## Description of the task
Beginning at the line that contains "Look through this image and locate every roof", write out every line down to the end of the records, with both ends kept and nothing added.
───── Supplied data
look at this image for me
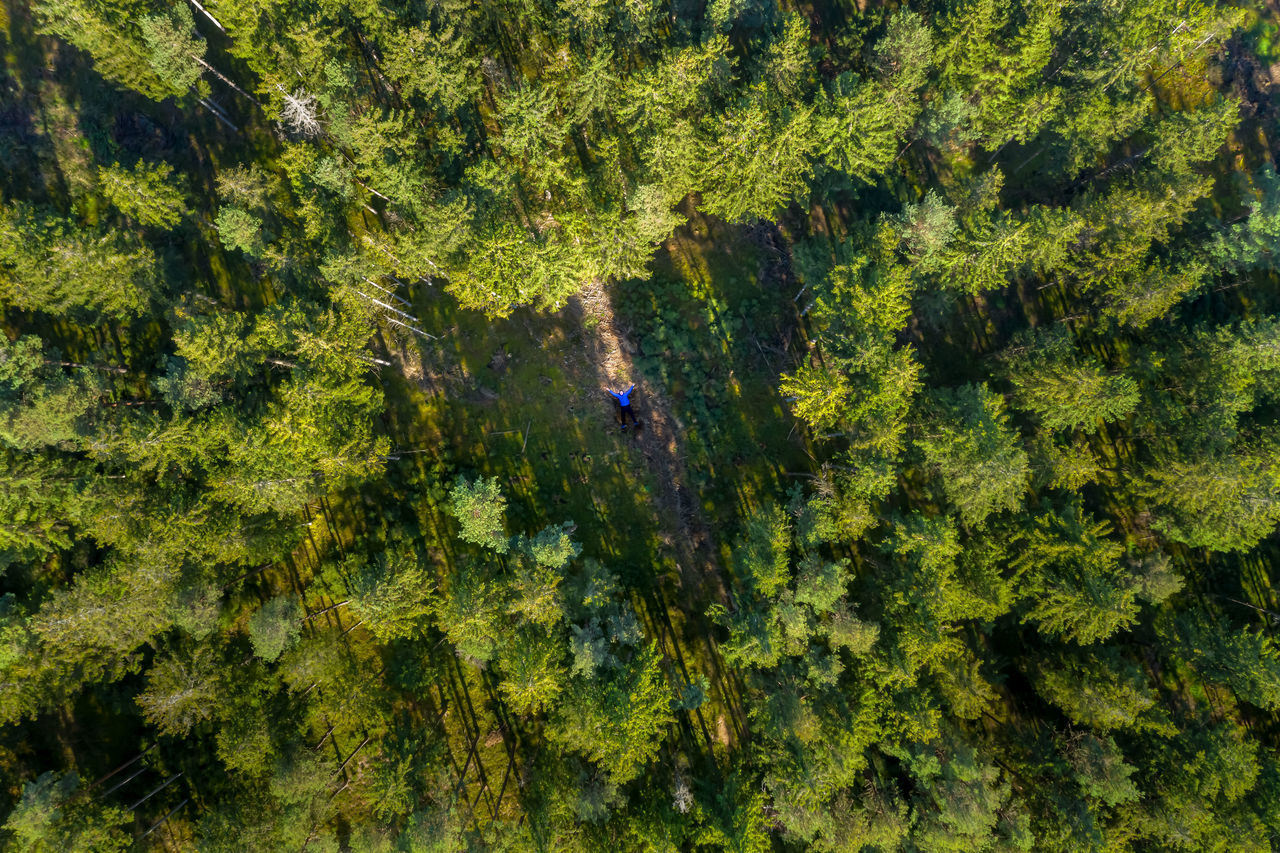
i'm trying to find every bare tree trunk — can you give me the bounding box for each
[303,600,349,621]
[90,744,155,788]
[384,316,438,341]
[185,0,225,31]
[194,56,262,107]
[127,772,183,811]
[352,289,421,325]
[362,277,413,308]
[99,765,147,799]
[140,799,189,839]
[198,98,238,131]
[334,735,371,777]
[312,724,335,751]
[48,360,128,374]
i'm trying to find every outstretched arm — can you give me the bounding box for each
[625,383,635,395]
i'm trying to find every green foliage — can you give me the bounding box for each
[794,557,850,615]
[1065,733,1140,807]
[139,5,205,97]
[1035,648,1164,732]
[0,455,85,564]
[1032,434,1104,491]
[32,0,170,99]
[524,522,582,569]
[1212,165,1280,270]
[98,160,187,228]
[248,595,302,661]
[787,254,922,455]
[1163,614,1280,710]
[550,643,674,784]
[2,772,130,853]
[0,336,106,451]
[3,0,1280,847]
[215,205,265,256]
[816,11,932,184]
[216,701,276,776]
[903,731,1017,851]
[694,772,772,853]
[698,96,817,223]
[779,362,852,434]
[0,204,156,318]
[1144,445,1280,552]
[1002,327,1140,431]
[916,384,1029,525]
[731,503,792,596]
[892,192,959,266]
[506,562,565,628]
[347,550,435,642]
[431,569,505,663]
[136,643,222,735]
[447,476,509,553]
[497,628,567,715]
[1014,502,1141,645]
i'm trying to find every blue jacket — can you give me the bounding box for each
[608,384,635,406]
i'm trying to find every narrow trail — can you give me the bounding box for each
[570,279,726,602]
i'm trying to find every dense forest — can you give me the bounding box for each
[2,0,1280,848]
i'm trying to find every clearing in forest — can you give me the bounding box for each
[371,209,810,734]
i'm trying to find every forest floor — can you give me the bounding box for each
[569,275,721,597]
[370,203,813,753]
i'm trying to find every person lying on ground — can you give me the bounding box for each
[606,383,639,430]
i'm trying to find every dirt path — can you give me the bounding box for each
[570,280,725,600]
[570,280,742,748]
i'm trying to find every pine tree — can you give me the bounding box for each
[3,772,131,853]
[1064,732,1140,808]
[32,0,170,99]
[1161,614,1280,711]
[139,4,206,97]
[0,335,108,452]
[916,384,1030,526]
[697,94,817,223]
[98,160,188,228]
[1014,501,1142,645]
[248,595,303,661]
[1034,648,1166,732]
[1143,444,1280,553]
[447,476,510,553]
[815,10,932,182]
[1001,327,1140,432]
[347,549,436,642]
[550,642,673,785]
[1211,165,1280,271]
[497,627,568,714]
[136,643,223,735]
[0,204,157,319]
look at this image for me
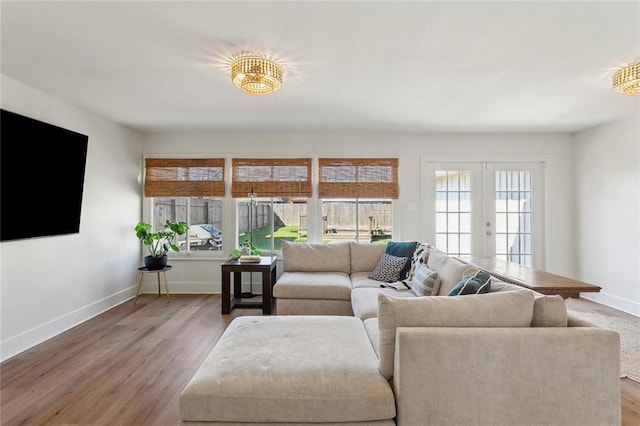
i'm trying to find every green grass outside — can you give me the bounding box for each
[239,224,307,251]
[240,224,392,250]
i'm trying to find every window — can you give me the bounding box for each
[319,158,398,243]
[232,158,311,252]
[144,158,225,253]
[435,170,472,256]
[423,160,542,268]
[321,199,392,243]
[494,170,533,266]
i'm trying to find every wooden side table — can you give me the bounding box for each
[134,265,172,305]
[221,256,277,315]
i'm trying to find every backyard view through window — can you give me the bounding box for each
[238,198,307,252]
[153,197,223,252]
[321,199,392,243]
[236,198,393,249]
[146,157,398,252]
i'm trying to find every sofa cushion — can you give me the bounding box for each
[351,287,414,320]
[448,270,492,296]
[363,317,380,357]
[377,290,536,379]
[273,271,352,301]
[434,258,478,296]
[532,294,568,327]
[281,240,351,274]
[180,316,396,423]
[385,241,417,280]
[369,253,408,283]
[350,241,386,273]
[410,264,440,296]
[407,242,432,281]
[490,280,527,293]
[351,271,388,289]
[425,246,450,271]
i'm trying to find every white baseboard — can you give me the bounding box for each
[582,291,640,317]
[1,282,253,362]
[0,287,137,362]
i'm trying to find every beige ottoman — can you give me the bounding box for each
[180,316,396,425]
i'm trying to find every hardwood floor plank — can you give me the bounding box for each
[1,294,637,425]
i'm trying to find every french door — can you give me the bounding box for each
[422,160,544,268]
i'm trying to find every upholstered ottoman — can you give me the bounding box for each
[180,316,396,425]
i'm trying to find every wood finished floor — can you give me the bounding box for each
[1,294,638,425]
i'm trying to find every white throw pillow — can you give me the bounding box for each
[410,264,440,296]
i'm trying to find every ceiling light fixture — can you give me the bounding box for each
[612,61,640,95]
[231,55,283,96]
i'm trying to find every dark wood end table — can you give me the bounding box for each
[221,256,277,315]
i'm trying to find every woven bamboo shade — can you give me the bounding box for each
[318,158,399,199]
[232,158,312,198]
[144,158,225,197]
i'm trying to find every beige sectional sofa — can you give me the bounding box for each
[180,241,621,425]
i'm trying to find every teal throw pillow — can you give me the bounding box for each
[385,241,417,280]
[448,270,492,296]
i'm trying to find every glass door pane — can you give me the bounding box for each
[423,160,543,268]
[435,170,472,256]
[494,171,533,266]
[484,162,543,269]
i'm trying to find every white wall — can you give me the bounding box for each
[143,131,575,294]
[1,77,634,361]
[574,114,640,316]
[0,75,144,361]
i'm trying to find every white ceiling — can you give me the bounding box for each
[2,1,639,134]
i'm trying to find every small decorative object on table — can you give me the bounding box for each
[239,255,261,263]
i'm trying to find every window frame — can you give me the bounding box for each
[142,156,400,258]
[142,157,228,259]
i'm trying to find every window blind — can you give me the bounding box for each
[144,158,225,197]
[231,158,312,197]
[318,158,399,199]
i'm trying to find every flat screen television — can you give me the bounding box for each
[1,109,89,242]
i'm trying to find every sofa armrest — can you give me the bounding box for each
[392,327,620,426]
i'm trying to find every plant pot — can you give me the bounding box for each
[144,255,168,270]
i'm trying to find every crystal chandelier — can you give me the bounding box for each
[231,55,283,96]
[612,61,640,95]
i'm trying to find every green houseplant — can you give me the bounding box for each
[230,241,261,260]
[135,220,189,269]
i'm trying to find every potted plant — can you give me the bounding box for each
[230,241,261,260]
[135,220,189,269]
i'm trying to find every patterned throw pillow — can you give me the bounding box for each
[448,270,492,296]
[411,264,440,296]
[369,253,409,283]
[407,242,433,281]
[385,241,417,280]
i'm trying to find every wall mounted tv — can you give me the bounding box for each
[1,109,89,242]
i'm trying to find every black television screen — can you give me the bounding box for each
[1,109,89,242]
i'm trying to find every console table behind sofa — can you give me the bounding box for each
[456,256,601,299]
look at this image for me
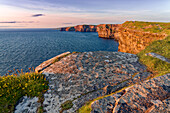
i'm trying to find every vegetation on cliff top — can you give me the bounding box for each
[137,36,170,76]
[0,72,49,113]
[123,21,170,76]
[123,21,170,34]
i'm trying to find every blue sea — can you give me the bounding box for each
[0,29,118,76]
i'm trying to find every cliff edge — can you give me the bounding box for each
[60,25,97,32]
[60,21,168,54]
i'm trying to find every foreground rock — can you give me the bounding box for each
[15,96,40,113]
[41,51,151,112]
[91,74,170,113]
[35,52,71,73]
[146,52,170,63]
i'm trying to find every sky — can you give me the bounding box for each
[0,0,170,28]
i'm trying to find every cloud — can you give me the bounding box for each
[0,21,36,23]
[32,14,44,17]
[0,21,17,23]
[62,23,73,25]
[0,26,25,27]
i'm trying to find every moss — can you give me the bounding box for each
[52,53,72,64]
[60,100,73,112]
[78,85,132,113]
[78,101,92,113]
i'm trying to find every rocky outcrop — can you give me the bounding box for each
[145,52,170,63]
[91,74,170,113]
[16,51,169,113]
[36,51,152,112]
[96,24,166,54]
[96,24,122,38]
[60,25,97,32]
[59,22,167,54]
[35,52,71,73]
[15,96,40,113]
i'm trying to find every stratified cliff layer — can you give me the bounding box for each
[60,25,97,32]
[97,22,166,54]
[60,21,169,54]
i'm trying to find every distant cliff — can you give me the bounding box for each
[59,21,167,54]
[60,25,97,32]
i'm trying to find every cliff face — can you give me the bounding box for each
[60,25,97,32]
[96,24,166,54]
[59,22,167,54]
[60,27,75,31]
[96,24,122,38]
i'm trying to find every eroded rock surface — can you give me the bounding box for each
[59,22,166,54]
[146,52,170,63]
[97,24,166,54]
[15,96,40,113]
[91,74,170,113]
[42,51,151,112]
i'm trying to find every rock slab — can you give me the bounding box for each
[91,74,170,113]
[42,51,151,113]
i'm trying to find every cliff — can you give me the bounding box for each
[60,21,168,54]
[96,22,166,54]
[1,21,169,113]
[60,25,97,32]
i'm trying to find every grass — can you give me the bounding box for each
[137,36,170,76]
[60,100,73,113]
[122,21,170,33]
[0,72,49,113]
[78,85,131,113]
[123,21,170,76]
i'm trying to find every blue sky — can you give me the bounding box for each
[0,0,169,28]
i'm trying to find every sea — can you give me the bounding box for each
[0,28,118,76]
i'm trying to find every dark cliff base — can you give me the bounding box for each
[59,25,97,32]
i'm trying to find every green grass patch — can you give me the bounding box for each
[123,21,170,34]
[137,36,170,76]
[60,100,73,113]
[122,21,170,76]
[0,73,49,113]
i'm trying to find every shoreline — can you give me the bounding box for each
[1,21,169,113]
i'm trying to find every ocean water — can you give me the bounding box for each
[0,29,118,76]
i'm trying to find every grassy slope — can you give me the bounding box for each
[0,73,49,113]
[137,36,170,76]
[78,21,170,113]
[123,21,170,76]
[122,21,170,33]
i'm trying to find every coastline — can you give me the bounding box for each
[1,21,169,113]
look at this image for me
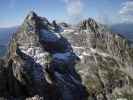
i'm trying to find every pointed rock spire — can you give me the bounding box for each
[79,18,99,31]
[26,11,38,20]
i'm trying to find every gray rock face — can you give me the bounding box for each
[61,18,133,100]
[0,12,132,100]
[0,11,88,100]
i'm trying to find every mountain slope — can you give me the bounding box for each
[61,18,133,100]
[0,11,88,100]
[0,12,132,100]
[111,23,133,41]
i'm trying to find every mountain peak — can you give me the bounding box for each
[0,12,133,100]
[4,11,88,100]
[26,11,38,20]
[79,18,99,30]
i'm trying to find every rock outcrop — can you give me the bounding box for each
[0,12,133,100]
[62,18,133,100]
[0,11,88,100]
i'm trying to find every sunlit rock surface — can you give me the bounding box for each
[61,18,133,100]
[0,12,132,100]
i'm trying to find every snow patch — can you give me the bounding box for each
[82,51,91,56]
[61,29,75,35]
[72,46,84,49]
[73,32,79,35]
[79,55,83,59]
[19,46,48,82]
[90,48,96,53]
[63,29,75,33]
[20,46,48,66]
[90,48,110,57]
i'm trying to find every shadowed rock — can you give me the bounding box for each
[0,11,88,100]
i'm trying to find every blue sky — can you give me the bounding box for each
[0,0,132,27]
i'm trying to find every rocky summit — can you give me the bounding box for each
[0,11,133,100]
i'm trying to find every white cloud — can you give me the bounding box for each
[62,0,84,16]
[61,0,84,23]
[119,1,133,22]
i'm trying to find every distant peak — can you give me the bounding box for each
[79,18,99,30]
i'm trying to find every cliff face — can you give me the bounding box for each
[0,12,88,100]
[62,18,133,100]
[0,12,132,100]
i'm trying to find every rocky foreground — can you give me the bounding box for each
[0,11,133,100]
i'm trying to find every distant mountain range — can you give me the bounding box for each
[0,27,17,57]
[0,27,18,45]
[111,23,133,41]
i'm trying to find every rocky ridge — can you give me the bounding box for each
[62,18,133,100]
[0,11,88,100]
[0,11,132,100]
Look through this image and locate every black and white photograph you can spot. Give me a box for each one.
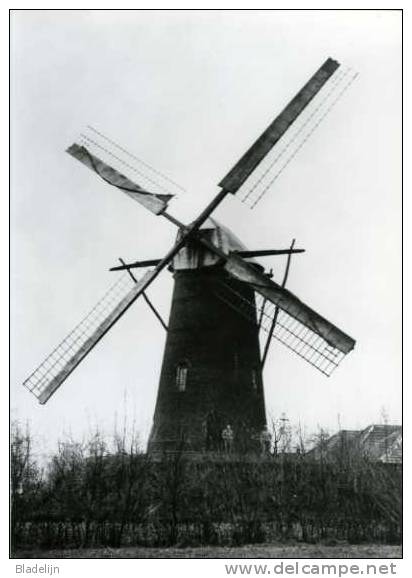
[9,8,402,566]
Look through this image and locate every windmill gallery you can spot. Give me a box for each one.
[23,58,357,456]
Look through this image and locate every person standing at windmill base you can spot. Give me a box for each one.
[260,426,272,456]
[222,424,234,453]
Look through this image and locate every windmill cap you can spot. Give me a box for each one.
[172,217,258,271]
[197,217,250,254]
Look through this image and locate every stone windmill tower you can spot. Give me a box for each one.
[23,58,357,455]
[148,220,268,454]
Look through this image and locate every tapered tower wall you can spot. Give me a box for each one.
[147,265,267,454]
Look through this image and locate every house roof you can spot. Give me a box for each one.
[308,424,402,463]
[359,424,402,462]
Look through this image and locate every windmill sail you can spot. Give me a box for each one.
[83,125,187,197]
[238,68,358,209]
[221,253,355,374]
[211,277,347,376]
[23,271,153,404]
[67,143,173,215]
[218,58,340,195]
[23,55,357,416]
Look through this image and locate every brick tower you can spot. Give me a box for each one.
[147,220,267,454]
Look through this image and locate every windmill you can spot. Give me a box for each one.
[23,57,357,455]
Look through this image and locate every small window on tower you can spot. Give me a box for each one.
[176,363,188,392]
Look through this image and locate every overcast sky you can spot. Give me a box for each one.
[10,10,401,457]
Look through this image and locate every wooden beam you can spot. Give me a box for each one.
[261,239,296,368]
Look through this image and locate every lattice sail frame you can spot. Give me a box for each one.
[237,69,359,209]
[23,271,152,404]
[211,277,347,376]
[217,57,358,210]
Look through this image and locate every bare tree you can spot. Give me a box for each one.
[10,420,43,550]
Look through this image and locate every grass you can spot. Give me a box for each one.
[12,543,402,559]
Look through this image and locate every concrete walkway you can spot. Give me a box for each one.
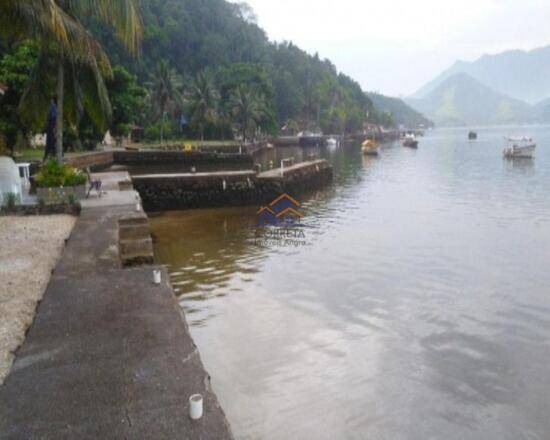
[0,174,233,439]
[257,159,328,179]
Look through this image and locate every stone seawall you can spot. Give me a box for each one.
[258,159,334,196]
[113,150,253,168]
[132,160,333,212]
[66,151,114,170]
[133,171,265,211]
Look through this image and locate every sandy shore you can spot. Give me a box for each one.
[0,215,76,385]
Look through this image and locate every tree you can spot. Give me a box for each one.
[77,65,146,149]
[147,60,182,143]
[187,71,219,142]
[108,66,146,140]
[215,63,277,134]
[1,0,142,163]
[0,41,38,155]
[229,86,266,144]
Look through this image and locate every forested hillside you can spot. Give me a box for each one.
[0,0,430,150]
[87,0,414,136]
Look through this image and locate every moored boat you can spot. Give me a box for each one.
[361,139,379,156]
[403,134,418,149]
[298,131,325,147]
[503,136,536,158]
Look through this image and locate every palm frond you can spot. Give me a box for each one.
[64,0,142,55]
[18,50,58,130]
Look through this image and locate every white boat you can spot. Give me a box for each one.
[326,137,339,147]
[503,136,536,158]
[403,134,418,148]
[297,131,324,147]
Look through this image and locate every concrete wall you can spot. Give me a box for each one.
[132,161,333,212]
[113,150,253,168]
[66,151,114,170]
[133,171,266,211]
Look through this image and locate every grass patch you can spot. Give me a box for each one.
[13,148,44,161]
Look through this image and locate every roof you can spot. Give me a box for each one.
[276,207,303,219]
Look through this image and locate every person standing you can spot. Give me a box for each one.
[43,96,57,162]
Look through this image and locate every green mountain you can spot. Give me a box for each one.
[405,73,534,126]
[366,92,433,128]
[89,0,429,134]
[533,97,550,122]
[412,46,550,104]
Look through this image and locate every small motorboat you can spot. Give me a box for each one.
[362,139,379,156]
[503,136,536,158]
[403,134,418,149]
[468,131,478,140]
[298,131,324,147]
[326,137,339,147]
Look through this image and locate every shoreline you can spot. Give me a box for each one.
──────────
## Exercise answer
Look through this image and locate every roof you can spot. Give me a box for each one.
[276,207,303,219]
Look through this image and locate every person standing you can spot. Give me a box for each one.
[43,96,57,162]
Look through this image and locate every green mountain you can spot. Give me a box for each one.
[405,73,534,126]
[366,92,433,128]
[89,0,429,134]
[533,97,550,122]
[412,46,550,104]
Look through this image and locate every small motorboat you can spot. Give me a box for each one.
[362,139,379,156]
[503,136,536,158]
[403,134,418,149]
[468,131,478,140]
[298,131,324,147]
[326,137,339,147]
Look through this image and locate every shoreline you can spot. Give me a box for each one.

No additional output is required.